Challenge 1: Reproduce the passage of the RDS infrastructure explanation word for word, starting with "Set manage_master_user_password = true" and going on through "right configuration values.".
Challenge 2: Pick up the RDS infrastructure explanation after its last sentence and write what comes next.

Explanation: Understanding RDS Infrastructure

Introduction

This document explains the architecture, design decisions, and policy guardrails behind Norton's self-service RDS infrastructure. It covers how the Terraform module works, how the CI/CD pipeline validates and applies changes, what OPA policies enforce, and the rationale behind the choices made. Read the how-to guide first if you need practical step-by-step instructions for creating or modifying databases.

The Problem: Manual Database Provisioning

Before the self-service RDS workflow, creating or modifying a database required:

A ticket to the Platform team describing the desired configuration
Platform engineers manually writing Terraform code
Back-and-forth to clarify requirements (sizing, networking, access)
Manual review and apply cycles

This created bottlenecks where simple database changes could take days. Development teams couldn't iterate quickly on database configurations, and the Platform team spent significant time on routine provisioning tasks.

What Self-Service Solves

The self-service model shifts the workflow:

Developers own the configuration. OPA policies provide automated guardrails. The Platform team provides oversight without being a bottleneck.

Architecture Overview

Module Structure

The RDS Terraform module lives at aws/rds/ in the Infrastructure repository:

aws/rds/
├── rds.tf         # DB instances, subnet groups, security groups, read replicas
├── variables.tf   # Input variable definitions with types and defaults
├── outputs.tf     # Exported attributes (endpoints, ARNs, etc.)
├── locals.tf      # Subnet/SG resolution logic, password lookup, replica flattening
└── data.tf        # Data sources for existing subnet groups, SGs, and secrets

How Instances Are Configured

Each environment has its own variables file at accounts/{environment}/rds/terraform.tfvars. These files contain a map called rds_instances where each key is a logical name for a database and the value is an object with all configuration attributes.

The module iterates over this map and creates the corresponding AWS resources:

Two Password Management Approaches

The module supports two approaches for managing the master database password:

Traditional Password (most common for dev):

You create a secret in AWS Secrets Manager with {"password": "your-password"}
Set password_secret_name to the secret path
Terraform reads the password at apply time via a data source
You manage rotation manually

Managed Password (recommended for production):

Set manage_master_user_password = true
AWS RDS creates and manages the password in Secrets Manager automatically
AWS handles rotation on a schedule
Optionally specify master_user_secret_kms_key_id for custom encryption

When to use which: Use traditional passwords for development databases where you need to know the password for local development tools. Use managed passwords for production databases where automatic rotation and reduced human access to credentials are important.

Networking

Understanding the networking layer is important for choosing the right configuration values.

VPC (Virtual Private Cloud)

Every RDS instance runs inside a VPC. Norton's AWS accounts have multiple VPCs for different purposes. You must specify the vpc_id where your database should be created. This determines which network your database is reachable from.

The VPC you choose should match the VPC where your application runs. If your EKS pods are in VPC A, your database should also be in VPC A (or have cross-VPC connectivity configured by the Platform team).

Subnet Groups

A DB subnet group is a collection of subnets (in different Availability Zones) where RDS can place your database. This is required for Multi-AZ deployments and general high availability.

Image point annotation entries:
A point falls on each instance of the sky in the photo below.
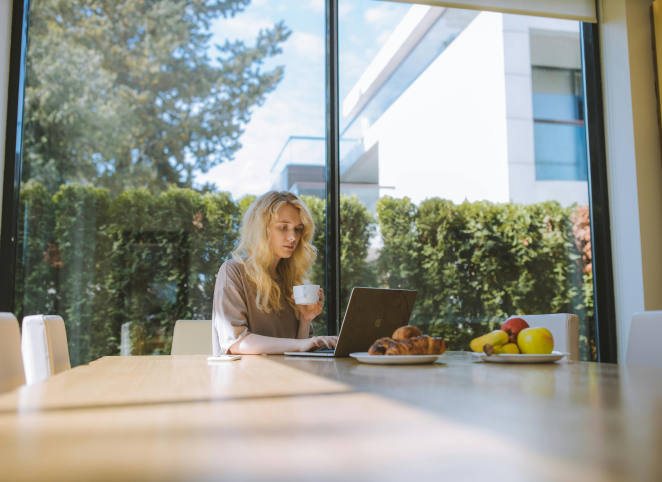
(297, 106)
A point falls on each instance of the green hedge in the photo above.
(151, 260)
(475, 264)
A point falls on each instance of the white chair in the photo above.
(644, 340)
(192, 337)
(11, 363)
(564, 328)
(44, 347)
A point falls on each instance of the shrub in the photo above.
(151, 260)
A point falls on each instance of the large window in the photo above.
(467, 179)
(150, 127)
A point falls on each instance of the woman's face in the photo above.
(286, 231)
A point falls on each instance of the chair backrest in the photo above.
(11, 363)
(643, 342)
(44, 347)
(564, 328)
(192, 337)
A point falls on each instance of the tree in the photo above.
(124, 93)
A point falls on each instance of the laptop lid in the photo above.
(373, 313)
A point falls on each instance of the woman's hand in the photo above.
(319, 341)
(309, 312)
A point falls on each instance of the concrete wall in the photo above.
(455, 146)
(524, 188)
(5, 32)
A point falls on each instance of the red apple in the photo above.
(513, 326)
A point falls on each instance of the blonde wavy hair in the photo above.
(254, 250)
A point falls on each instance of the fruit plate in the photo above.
(520, 358)
(365, 357)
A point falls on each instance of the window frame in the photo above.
(605, 312)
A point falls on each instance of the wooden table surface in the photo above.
(283, 418)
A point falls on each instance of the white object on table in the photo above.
(44, 347)
(643, 342)
(365, 357)
(521, 358)
(192, 337)
(11, 363)
(223, 358)
(306, 294)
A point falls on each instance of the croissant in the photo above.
(420, 345)
(379, 347)
(405, 332)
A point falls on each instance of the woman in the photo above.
(254, 308)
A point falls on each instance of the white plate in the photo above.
(365, 357)
(520, 358)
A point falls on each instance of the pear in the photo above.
(495, 338)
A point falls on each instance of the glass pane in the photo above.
(467, 176)
(151, 126)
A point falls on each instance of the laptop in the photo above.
(372, 313)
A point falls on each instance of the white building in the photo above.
(461, 105)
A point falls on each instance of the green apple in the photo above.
(535, 341)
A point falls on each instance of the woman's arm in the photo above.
(253, 344)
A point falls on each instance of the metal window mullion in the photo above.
(11, 182)
(603, 271)
(332, 171)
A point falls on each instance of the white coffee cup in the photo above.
(306, 294)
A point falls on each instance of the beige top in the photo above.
(236, 315)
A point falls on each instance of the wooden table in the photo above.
(282, 418)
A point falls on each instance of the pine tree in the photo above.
(125, 93)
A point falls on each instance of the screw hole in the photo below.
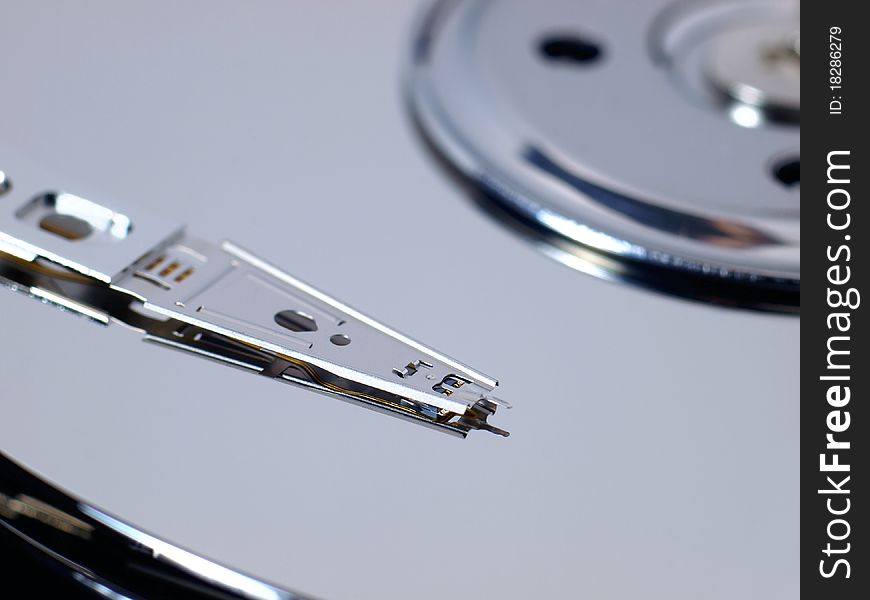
(788, 172)
(339, 339)
(573, 49)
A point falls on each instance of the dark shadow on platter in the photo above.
(767, 295)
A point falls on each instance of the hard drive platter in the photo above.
(653, 438)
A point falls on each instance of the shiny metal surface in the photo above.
(221, 302)
(653, 442)
(612, 132)
(107, 555)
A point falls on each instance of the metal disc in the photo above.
(665, 134)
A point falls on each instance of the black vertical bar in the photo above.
(835, 543)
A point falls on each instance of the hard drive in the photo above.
(597, 202)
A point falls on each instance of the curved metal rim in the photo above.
(107, 555)
(449, 148)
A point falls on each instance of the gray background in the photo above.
(655, 441)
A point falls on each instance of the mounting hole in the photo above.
(570, 49)
(788, 172)
(339, 339)
(295, 320)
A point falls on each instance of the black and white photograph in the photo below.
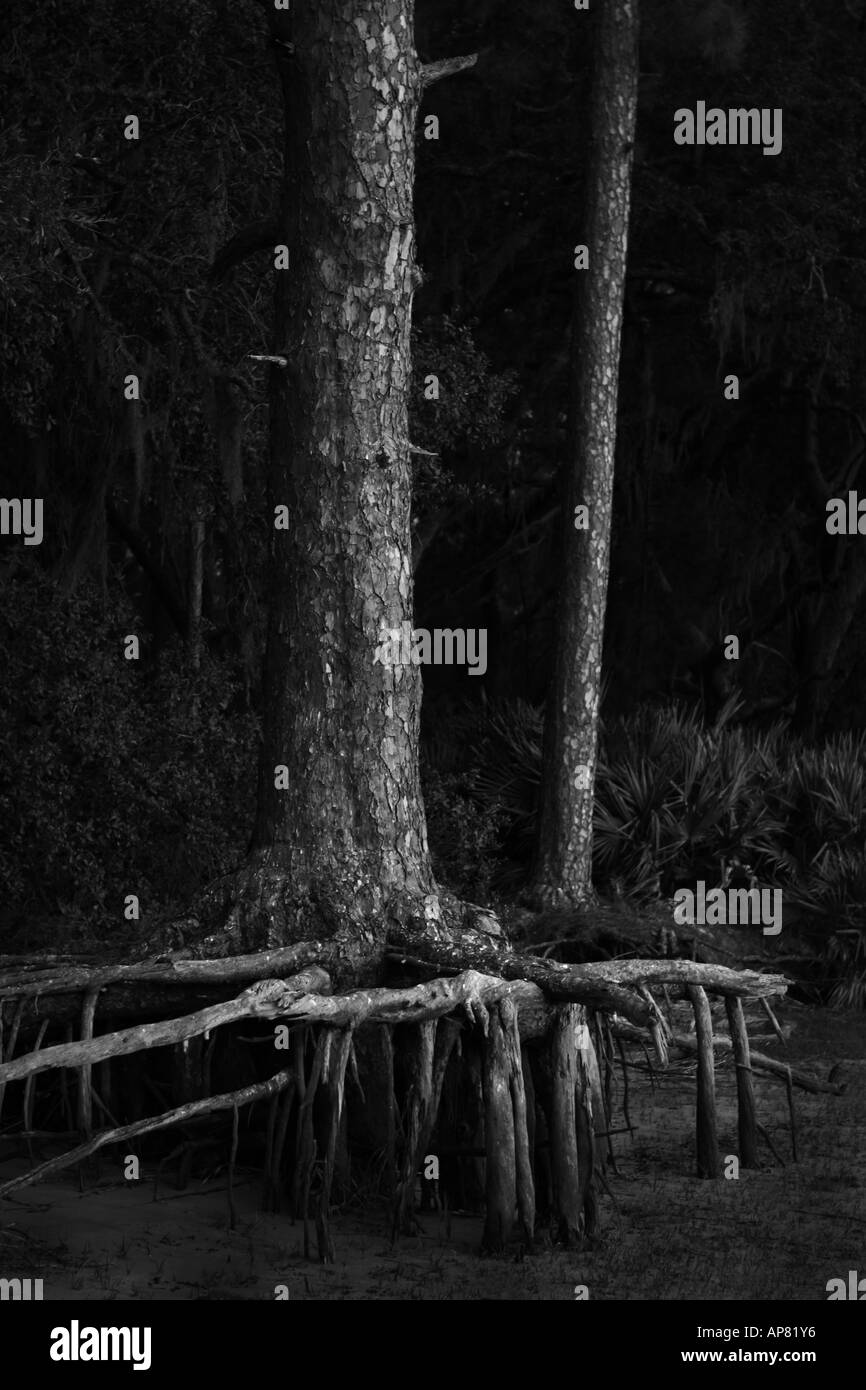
(433, 684)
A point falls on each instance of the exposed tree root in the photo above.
(538, 1069)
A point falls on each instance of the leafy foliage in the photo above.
(118, 777)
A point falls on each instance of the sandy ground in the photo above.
(780, 1233)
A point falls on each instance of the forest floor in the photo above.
(779, 1233)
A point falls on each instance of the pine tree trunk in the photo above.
(346, 836)
(565, 837)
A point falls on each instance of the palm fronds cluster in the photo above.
(677, 801)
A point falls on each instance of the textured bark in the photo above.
(349, 830)
(565, 837)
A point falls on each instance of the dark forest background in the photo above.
(127, 257)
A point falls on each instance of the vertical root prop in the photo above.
(572, 1126)
(417, 1118)
(523, 1109)
(705, 1123)
(499, 1134)
(335, 1077)
(747, 1127)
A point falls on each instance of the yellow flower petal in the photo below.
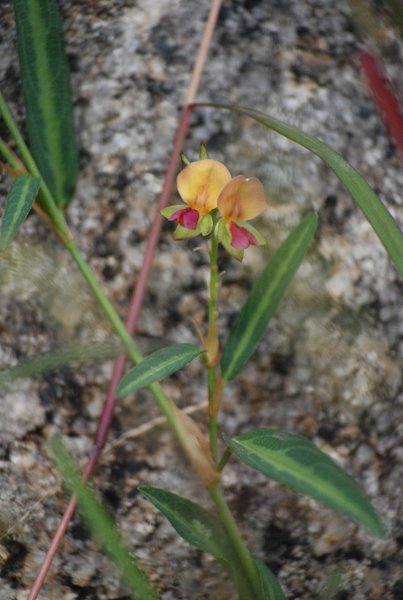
(242, 199)
(200, 183)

Output 1:
Set manage_master_user_password = true
AWS RDS creates and manages the password in Secrets Manager automatically
AWS handles rotation on a schedule
Optionally specify master_user_secret_kms_key_id for custom encryption

When to use which: Use traditional passwords for development databases where you need to know the password for local development tools. Use managed passwords for production databases where automatic rotation and reduced human access to credentials are important.

Networking

Understanding the networking layer is important for choosing the right configuration values.

Output 2:
How the module handles subnet groups:

If you set subnet_group_name to an existing group name → the module uses it
If you don't set subnet_group_name → the module creates a new subnet group from subnet_ids

For most development databases, use the shared subnet group (dev-group). This is pre-configured with subnets across multiple AZs.

Security Groups

Security groups act as firewalls controlling which traffic can reach your database.

How the module handles security groups:

If you set security_group_ids → the module uses those existing security groups
If you set security_group_name → the module looks up the named security group
If neither is set → the module creates a new security group allowing traffic from allowed_cidr_blocks on your database's port

For most databases, use the shared security group for your environment. Custom security groups are typically only needed for databases with strict network isolation requirements.

OPA Policy Guardrails

The CI pipeline evaluates every RDS change against Open Policy Agent (OPA) policies before Terraform can apply. These policies enforce organizational standards and prevent misconfigurations.

How OPA Evaluation Works

The CI pipeline runs terraform plan and converts the output to JSON
OPA evaluates the plan JSON against policy rules in policies/accounts/{environment}/rds/policy.rego
If any deny rules match, the pipeline fails and posts the violation messages as MR comments
The developer fixes the violations and pushes updated commits

What the Policies Enforce

Every allowed_* / *_required key below is a field in policies/data/rds/allowlist.json — open that file to see the current values and which engine, version, instance class, port, VPC, and subnet group entries are live right now.

Check	What's Validated	How It Works
Engine type	Only allowed engines	Must be in `allowed_engines` list
Engine version	Must be in allowlist	Must be in `allowed_engine_versions` list
Instance class	Must be in allowlist	Must be in `allowed_instance_classes` list
Port	Must match engine	Must match the engine-to-port mapping in `allowed_ports`
Storage encryption	Must be enabled	Controlled by `storage_encrypted_required` flag
Backup retention	Minimum days required	Must be >= `min_backup_retention_days`
Public access	Only specific identifiers	Identifier must be in `allow_public_access_identifiers`
Performance Insights	May be required	Controlled by `performance_insights_required` flag
VPC	Must be allowlisted	Must be in `allowed_vpc_ids` (empty = unrestricted)
Subnet group	Must be allowlisted	Must be in `allowed_subnet_group_names` (empty = unrestricted)

These values change over time. Engine versions are deprecated, new instance classes are added, and networking resources evolve. Always check the current allowlist before submitting your MR rather than relying on values printed in this document.

The source of truth for all allowed values is policies/data/rds/allowlist.json in the Infrastructure repository. This file contains separate dev and prod sections with all current allowlists. The Platform team updates this file when new engine versions, instance classes, or networking resources need to be supported.

Policy Change Detection

OPA policies only evaluate attributes that are changing in the Terraform plan. If you're only updating tags on an existing database, the engine version check won't trigger even if the current version isn't in the latest allowlist. This prevents existing databases from being blocked by new policy additions.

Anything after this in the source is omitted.